Parts of the exercise.
A. In the text about art and markets, how often does Sarah's Freeman column appear?
B. Pull out everything in the text about art and markets from "Ai Wei Wei’s" down to "dangers of socialism.".

Ai Wei Wei’s justly famous personal and artistic resistance to the Chinese states produces works like He Xie (River Crabs). Here the Chinese language pun between the words for “harmony’ and “river crab” allow him to create a work of art that suggests through its pile of battle crabs that in China harmony is built only on death and destruction.

And we want to tip our hats as well to the beautiful Polish graphic novel, Marzi, which tells the story of a young girl’s life amid the Solidarity struggles of the 80s, highlighting her dawning awareness of the serious issue around her as she emerges from childhood into a fuller understanding of the daily struggles and the larger dangers of socialism.

Another area in which to watch for art that praises markets and entrepreneurship. Sarah has a twice monthly Freeman column that often explores literature that does this, and the column that went up right before the ISFLC conference (which began on Valentine’s Day) was an exploration of the way that work and entrepreneurship often form an important plot point for romance novels. But paintings does the same. Consider the Dutch still lifes that record and celebrate the small daily luxuries brought in by the roaring Dutch market culture—while still reminding the viewer of the transience of such earthly joys. Consider the 21st century innovation of reality television shows like Undercover CEO, Project Runway, Kitchen Nightmares, and Top Chef, where the focus is on the skills, grit, and determination needed to succeed in business.

Two Broke Girls is a fictional representation of this same kind of work ethic, as the daughter of a disgraced Bernie Madoff type joins with her friend, a less business-savvy baker, to open a shop where they can each highlight their particular talents.

Listed records.
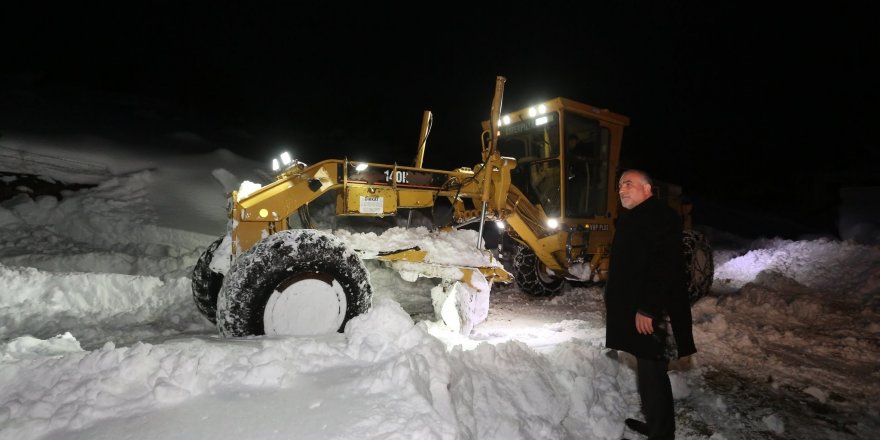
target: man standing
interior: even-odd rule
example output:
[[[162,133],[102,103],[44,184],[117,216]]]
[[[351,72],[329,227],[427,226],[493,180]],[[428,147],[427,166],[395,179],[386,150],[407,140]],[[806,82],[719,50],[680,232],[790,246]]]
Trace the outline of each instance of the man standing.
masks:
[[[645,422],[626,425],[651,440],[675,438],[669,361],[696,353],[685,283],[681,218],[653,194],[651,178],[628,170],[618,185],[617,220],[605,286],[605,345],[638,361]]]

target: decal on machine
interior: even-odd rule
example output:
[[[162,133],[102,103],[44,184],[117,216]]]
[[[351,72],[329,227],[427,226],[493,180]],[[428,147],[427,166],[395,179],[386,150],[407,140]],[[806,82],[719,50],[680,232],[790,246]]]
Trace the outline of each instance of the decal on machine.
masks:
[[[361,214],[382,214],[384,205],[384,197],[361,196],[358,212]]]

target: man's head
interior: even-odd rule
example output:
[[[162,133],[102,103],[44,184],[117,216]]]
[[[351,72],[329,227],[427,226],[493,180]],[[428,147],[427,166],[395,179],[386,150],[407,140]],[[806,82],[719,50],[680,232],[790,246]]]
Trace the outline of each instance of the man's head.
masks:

Answers to the tasks.
A. Twice a month.

B.
Ai Wei Wei’s justly famous personal and artistic resistance to the Chinese states produces works like He Xie (River Crabs). Here the Chinese language pun between the words for “harmony’ and “river crab” allow him to create a work of art that suggests through its pile of battle crabs that in China harmony is built only on death and destruction.

And we want to tip our hats as well to the beautiful Polish graphic novel, Marzi, which tells the story of a young girl’s life amid the Solidarity struggles of the 80s, highlighting her dawning awareness of the serious issue around her as she emerges from childhood into a fuller understanding of the daily struggles and the larger dangers of socialism.